### About this task
Stop at the line containing "find black t-shirt": every line of the listing from the first up to that one must be set down exactly.

### Excerpted records
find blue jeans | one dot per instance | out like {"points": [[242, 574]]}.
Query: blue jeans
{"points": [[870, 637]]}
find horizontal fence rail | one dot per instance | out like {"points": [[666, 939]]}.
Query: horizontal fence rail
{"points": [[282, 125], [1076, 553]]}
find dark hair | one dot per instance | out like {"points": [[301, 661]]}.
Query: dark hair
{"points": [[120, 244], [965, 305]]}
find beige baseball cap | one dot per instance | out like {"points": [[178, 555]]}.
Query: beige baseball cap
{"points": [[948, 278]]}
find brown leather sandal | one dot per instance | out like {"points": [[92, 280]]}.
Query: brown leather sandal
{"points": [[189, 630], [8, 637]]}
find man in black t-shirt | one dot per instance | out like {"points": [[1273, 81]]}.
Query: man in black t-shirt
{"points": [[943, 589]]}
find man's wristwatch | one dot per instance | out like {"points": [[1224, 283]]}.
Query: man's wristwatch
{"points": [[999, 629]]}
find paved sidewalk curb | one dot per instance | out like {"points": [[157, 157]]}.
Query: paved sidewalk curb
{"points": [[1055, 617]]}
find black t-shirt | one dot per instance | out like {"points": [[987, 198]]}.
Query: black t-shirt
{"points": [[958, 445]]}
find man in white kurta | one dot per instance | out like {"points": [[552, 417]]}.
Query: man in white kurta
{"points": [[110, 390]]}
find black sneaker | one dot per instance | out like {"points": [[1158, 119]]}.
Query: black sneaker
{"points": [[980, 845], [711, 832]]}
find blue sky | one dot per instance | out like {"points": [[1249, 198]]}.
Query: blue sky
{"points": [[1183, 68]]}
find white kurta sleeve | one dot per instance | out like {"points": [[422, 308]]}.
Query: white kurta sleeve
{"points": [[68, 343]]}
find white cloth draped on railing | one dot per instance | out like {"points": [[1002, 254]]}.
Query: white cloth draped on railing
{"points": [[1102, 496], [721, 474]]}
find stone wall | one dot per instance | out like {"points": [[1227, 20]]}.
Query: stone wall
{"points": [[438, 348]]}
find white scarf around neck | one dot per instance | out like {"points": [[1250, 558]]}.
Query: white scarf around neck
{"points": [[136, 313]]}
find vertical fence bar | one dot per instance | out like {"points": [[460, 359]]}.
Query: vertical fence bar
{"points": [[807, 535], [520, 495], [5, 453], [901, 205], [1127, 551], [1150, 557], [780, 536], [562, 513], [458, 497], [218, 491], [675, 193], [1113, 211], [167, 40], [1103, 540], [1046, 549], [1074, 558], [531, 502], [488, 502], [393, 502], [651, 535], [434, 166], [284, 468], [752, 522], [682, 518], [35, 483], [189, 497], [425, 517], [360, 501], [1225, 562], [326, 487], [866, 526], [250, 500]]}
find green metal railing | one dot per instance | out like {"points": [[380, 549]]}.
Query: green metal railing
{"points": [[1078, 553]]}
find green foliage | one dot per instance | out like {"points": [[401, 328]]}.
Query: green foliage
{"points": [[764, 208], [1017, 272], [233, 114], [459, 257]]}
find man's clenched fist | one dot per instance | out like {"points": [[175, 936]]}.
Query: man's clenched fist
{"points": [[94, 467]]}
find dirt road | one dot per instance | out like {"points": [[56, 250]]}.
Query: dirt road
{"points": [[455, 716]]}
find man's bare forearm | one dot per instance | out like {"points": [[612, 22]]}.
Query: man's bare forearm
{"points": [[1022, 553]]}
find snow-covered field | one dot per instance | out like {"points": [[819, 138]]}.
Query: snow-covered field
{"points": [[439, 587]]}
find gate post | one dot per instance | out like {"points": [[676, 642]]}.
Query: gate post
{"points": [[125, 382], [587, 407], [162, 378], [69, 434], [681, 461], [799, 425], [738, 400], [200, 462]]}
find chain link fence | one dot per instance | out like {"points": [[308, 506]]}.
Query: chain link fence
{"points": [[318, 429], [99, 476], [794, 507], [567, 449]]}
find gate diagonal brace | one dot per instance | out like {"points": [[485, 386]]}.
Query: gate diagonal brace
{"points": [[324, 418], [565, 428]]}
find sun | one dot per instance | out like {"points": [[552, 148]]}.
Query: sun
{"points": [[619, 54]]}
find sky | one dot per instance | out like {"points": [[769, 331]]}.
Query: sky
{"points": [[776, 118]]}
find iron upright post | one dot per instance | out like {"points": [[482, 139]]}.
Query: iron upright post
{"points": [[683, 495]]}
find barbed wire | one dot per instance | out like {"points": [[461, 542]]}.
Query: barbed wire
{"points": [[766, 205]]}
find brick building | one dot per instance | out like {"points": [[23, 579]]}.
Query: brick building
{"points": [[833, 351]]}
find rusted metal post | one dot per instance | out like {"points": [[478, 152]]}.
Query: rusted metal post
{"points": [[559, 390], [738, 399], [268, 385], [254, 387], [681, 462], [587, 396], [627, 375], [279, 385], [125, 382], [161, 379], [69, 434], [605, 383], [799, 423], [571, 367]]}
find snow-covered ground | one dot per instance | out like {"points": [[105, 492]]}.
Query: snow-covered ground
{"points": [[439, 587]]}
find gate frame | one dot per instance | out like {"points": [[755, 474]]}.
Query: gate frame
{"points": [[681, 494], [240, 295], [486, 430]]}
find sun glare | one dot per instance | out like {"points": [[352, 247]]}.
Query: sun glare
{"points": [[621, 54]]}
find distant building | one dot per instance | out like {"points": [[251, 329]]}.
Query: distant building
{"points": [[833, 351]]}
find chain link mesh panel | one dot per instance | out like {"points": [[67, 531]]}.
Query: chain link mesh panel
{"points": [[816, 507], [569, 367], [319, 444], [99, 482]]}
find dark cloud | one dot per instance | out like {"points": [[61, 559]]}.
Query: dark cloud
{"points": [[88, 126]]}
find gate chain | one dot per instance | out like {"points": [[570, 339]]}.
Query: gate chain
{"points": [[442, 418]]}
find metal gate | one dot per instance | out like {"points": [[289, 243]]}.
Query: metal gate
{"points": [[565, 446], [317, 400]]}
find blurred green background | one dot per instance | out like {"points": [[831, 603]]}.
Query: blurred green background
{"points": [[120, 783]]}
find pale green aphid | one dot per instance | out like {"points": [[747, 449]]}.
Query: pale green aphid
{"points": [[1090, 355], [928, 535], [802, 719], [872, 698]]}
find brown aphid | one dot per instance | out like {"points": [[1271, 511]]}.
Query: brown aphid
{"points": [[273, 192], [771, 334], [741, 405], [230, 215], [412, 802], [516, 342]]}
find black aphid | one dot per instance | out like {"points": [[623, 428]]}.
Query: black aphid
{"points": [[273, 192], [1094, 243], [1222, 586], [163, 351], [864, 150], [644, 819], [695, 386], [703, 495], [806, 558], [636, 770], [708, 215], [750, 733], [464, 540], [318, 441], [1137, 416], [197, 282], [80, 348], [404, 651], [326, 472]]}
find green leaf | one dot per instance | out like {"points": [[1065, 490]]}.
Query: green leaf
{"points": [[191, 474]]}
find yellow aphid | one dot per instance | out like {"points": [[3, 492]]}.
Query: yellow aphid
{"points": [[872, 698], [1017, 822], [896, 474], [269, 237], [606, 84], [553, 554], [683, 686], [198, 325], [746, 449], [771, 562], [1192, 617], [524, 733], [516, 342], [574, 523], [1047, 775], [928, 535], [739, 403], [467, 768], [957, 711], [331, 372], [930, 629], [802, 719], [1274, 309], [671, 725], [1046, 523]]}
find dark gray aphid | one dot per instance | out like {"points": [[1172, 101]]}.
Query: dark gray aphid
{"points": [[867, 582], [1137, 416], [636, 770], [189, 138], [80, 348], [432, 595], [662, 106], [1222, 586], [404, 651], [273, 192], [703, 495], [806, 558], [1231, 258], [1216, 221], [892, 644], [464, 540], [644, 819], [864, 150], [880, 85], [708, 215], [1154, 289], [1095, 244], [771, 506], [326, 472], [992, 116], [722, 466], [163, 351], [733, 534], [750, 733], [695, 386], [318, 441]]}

### Final answer
find blue jeans | one dot per instance | out like {"points": [[242, 574]]}.
Query: blue jeans
{"points": [[870, 637]]}
find horizontal fence rail | one dot per instance | out like {"points": [[666, 939]]}.
Query: horizontal fence rail
{"points": [[282, 125], [1076, 553]]}
find dark hair | one dot per instance | out like {"points": [[301, 661]]}.
Query: dark hair
{"points": [[120, 244], [965, 305]]}
find beige baseball cap | one dot per instance | out like {"points": [[178, 555]]}.
Query: beige baseball cap
{"points": [[948, 278]]}
find brown leather sandal | one dot per instance | out like {"points": [[92, 280]]}.
Query: brown leather sandal
{"points": [[189, 630], [8, 637]]}
find man in black t-shirt | one dot per instance | out like {"points": [[1273, 81]]}.
Query: man in black t-shirt
{"points": [[943, 589]]}
find man's wristwatch | one dot per instance | out like {"points": [[1224, 283]]}.
Query: man's wristwatch
{"points": [[999, 629]]}
find paved sidewalk curb | one dot per instance | out like {"points": [[157, 157]]}.
Query: paved sidewalk curb
{"points": [[1055, 617]]}
find black t-shirt | one dot per instance | out like {"points": [[987, 198]]}.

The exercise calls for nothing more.